[QUOTED PASSAGE]

Along with the community plans, the CSFS has also created a Colorado Wildfire Risk Assessment Portal on its Web site. The tool was launched in March 2013 and allows the public to determine wildfire risk and where forest management actions can have the greatest impact at reducing that risk. It uses the geographic information system (GIS) to allow citizens to create maps of wildfire risk ratings for specific locations. (More on the GIS system later.)
Along with the public viewer, the portal also has a professional viewer available to planners for the state, Fire Protection Districts, and local government. This customized portal allows users to create maps and detailed risk summary reports that include risk statistics for defined project areas and maps, charts, tables, and photos that describe those areas.
All of these factors play into the emphasis on fire prevention in the state through community outreach, Cooke says. “We’re really focused on a significant effort to campaign to educate our population about the impacts of wildfire and what individuals can do to play their part and reduce the impact.”
Exploring Technology Options
Colorado is exploring technological options to detect wildfires earlier and provide accurate information to responders quickly. “Anywhere in the western states, you have a wildfire…you get a report of smoke and you spend a lot of time chasing smoke,” Cooke explains. “What we want to do is use technology so we can identify where that smoke’s coming from, what kind of fire you have, what’s the best way to get into it, and what resources you’re going to need to contain it so that you can make good decisions right from the get-go.”
One option on the table is using manned aircraft to fly over an area after a band of lightning has gone through to look for heat signals using infrared scanners. Traditionally, pilots have been sent out to look for signs of smoke, but with today’s technology they can look for signs of heat that could cause a wildfire and can quickly provide fire source information to the fire department for suppression.
Colorado had initially looked at using unmanned aircraft, or drones, but Cooke says there are still too many obstacles to that approach. “The FAA is still just researching how states and local governments can use them,” he explains, adding that he believes the United States is still a few years away from using that technology stateside.
Another possibility is a software solution that would allow Colorado to download information to the incident commanders on the ground so they can have real-time information about what the fire is doing, where the fuel is, and the rate of the fire’s spread. This would be done through GIS software, which has been adopted by fire departments and federal agencies for various purposes.
Stephen McElroy, head of the GIS program at American Sentinel University in Aurora, Colorado, describes GIS as a system that integrates multiple data sets, from hardware, software, and mapping information, to capture and analyze forms of geographically referenced information. He says that the most appealing aspect of GIS for emergency response is increased situational awareness.
“GIS is able to integrate data sources from a variety of data layers…and from a planning perspective you could use it to determine how we protect our resources,” he explains. Fire departments can use the software to determine where critical infrastructure is, where roads are, and where buildings are, so all information is accurate and updated in a timely manner. Fire departments can plug in information about wildfires as they occur and can also capture information from satellites to show where the fire is moving in real time.

[/QUOTED PASSAGE]
[STORED DATA]

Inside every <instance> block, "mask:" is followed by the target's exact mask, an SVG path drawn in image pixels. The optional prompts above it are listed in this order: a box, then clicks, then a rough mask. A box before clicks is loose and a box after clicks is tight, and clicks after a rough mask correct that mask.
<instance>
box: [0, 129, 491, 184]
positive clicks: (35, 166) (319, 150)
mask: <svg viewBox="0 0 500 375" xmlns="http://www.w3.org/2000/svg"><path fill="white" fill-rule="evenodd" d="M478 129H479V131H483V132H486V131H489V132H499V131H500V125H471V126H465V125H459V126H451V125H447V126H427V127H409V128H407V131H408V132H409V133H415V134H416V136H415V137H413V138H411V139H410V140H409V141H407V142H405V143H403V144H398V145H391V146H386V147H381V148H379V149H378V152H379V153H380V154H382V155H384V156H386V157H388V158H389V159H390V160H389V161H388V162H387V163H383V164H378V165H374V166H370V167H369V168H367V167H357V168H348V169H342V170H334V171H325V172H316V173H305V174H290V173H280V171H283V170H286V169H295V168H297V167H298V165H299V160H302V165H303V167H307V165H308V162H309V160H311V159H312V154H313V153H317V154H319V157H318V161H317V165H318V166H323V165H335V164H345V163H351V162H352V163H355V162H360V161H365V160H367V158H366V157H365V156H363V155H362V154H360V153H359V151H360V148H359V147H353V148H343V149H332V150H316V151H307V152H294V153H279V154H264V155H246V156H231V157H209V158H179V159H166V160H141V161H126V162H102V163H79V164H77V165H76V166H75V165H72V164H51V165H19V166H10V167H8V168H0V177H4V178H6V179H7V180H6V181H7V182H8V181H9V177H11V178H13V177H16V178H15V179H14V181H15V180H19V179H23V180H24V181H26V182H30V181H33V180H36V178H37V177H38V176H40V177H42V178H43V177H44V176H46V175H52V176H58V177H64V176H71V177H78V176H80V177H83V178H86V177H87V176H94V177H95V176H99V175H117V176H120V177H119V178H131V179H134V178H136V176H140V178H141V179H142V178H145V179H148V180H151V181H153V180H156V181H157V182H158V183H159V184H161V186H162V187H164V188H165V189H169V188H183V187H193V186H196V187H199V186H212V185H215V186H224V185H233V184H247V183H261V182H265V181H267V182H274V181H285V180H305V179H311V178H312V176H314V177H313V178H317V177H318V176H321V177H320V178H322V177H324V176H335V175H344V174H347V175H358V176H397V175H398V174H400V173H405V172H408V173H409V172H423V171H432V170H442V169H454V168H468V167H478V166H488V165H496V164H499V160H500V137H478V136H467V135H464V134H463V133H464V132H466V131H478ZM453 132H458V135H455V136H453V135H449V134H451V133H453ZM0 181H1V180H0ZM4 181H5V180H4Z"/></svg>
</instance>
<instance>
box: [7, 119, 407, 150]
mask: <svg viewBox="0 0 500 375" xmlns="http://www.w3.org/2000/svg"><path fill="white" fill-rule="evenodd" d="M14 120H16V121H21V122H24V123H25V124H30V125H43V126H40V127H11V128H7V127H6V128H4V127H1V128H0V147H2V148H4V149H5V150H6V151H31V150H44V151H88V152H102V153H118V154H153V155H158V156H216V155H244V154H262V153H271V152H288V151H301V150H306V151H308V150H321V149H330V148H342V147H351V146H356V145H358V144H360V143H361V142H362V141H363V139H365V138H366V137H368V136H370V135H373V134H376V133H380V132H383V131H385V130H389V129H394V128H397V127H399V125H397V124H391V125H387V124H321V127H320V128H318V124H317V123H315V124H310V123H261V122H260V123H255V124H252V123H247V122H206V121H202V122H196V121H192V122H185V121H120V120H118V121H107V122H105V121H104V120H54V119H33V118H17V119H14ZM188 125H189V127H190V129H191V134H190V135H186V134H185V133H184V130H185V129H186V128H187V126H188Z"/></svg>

[/STORED DATA]

> **EXERCISE DIRECTIONS**:
According to the passage on Colorado wildfire technology, when was the Colorado Wildfire Risk Assessment Portal launched?

> **EXERCISE RESULT**:
In March 2013.